*AIM OF THE TASK:* Please output exactly the run of lines that starts at the line with "Task: Where can the ski pole" and ends at the last line of the records below.

Stored data entries:
● ● ● ● ●

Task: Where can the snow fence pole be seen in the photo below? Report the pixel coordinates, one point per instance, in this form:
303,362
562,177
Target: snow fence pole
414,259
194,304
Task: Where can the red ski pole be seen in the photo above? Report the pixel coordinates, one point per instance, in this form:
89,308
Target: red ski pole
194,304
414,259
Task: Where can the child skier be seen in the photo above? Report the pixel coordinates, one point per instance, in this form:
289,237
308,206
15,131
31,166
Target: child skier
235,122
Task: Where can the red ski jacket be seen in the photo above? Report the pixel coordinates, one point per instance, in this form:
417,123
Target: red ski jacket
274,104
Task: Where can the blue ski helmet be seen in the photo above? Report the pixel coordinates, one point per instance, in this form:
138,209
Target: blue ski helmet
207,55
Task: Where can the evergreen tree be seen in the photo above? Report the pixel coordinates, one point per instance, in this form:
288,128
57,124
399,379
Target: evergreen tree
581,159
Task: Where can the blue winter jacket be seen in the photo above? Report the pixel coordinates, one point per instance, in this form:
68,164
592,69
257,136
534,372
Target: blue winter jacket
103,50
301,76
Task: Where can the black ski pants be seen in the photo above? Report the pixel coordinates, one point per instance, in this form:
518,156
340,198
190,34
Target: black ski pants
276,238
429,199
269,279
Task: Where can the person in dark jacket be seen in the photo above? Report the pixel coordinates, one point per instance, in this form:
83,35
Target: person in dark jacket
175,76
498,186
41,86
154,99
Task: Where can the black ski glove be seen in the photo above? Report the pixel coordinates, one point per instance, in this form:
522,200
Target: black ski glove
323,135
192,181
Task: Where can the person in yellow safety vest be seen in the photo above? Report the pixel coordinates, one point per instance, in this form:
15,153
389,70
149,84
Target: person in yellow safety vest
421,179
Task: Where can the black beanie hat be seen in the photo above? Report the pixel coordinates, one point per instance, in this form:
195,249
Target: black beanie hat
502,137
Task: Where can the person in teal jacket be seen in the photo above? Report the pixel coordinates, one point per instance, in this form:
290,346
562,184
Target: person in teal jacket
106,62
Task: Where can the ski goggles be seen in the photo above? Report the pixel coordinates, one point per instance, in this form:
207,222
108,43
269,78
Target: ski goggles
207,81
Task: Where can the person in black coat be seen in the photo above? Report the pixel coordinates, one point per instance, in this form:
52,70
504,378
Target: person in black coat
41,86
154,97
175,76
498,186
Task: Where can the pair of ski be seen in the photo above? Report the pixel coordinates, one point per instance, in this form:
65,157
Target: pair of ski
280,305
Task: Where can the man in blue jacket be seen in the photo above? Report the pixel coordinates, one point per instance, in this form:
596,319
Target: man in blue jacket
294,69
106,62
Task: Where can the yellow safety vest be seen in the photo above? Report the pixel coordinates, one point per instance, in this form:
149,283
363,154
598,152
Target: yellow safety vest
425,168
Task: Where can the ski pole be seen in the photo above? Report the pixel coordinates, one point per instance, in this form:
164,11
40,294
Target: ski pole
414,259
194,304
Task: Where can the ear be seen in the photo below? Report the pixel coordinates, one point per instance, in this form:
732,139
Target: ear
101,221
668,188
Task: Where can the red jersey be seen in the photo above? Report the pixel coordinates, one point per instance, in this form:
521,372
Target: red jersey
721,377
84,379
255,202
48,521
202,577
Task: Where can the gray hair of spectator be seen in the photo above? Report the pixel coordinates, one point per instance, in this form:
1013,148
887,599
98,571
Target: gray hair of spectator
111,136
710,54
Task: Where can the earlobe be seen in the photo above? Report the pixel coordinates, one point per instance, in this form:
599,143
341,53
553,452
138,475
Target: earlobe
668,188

● ● ● ● ●

*REPLY:*
Task: Where can the ski pole be seen in the photo above? Report the pixel coordinates, one point per instance, in this form:
164,11
40,294
Target: ski pole
414,259
194,304
Task: Where can the ear be seen in the photo below? Report the pixel coordinates, one point per instance, in this form:
732,139
Target: ear
101,221
668,188
Task: Where can the red jersey be seen in the photo above? Report the pixel coordinates, one point per instance, in this form:
521,372
Target: red jersey
721,377
84,379
255,202
48,521
202,577
Task: Where can the gray hair of spectator be seen in the photo above? Report the pixel coordinates, one point per instance, in this form:
1013,148
887,599
98,571
Target: gray hair of spectator
111,136
710,54
Task: Where can the earlobe be seen in the photo above? Report the pixel coordinates, one point per instance, in this form:
599,143
341,53
553,452
138,475
Target: earlobe
668,188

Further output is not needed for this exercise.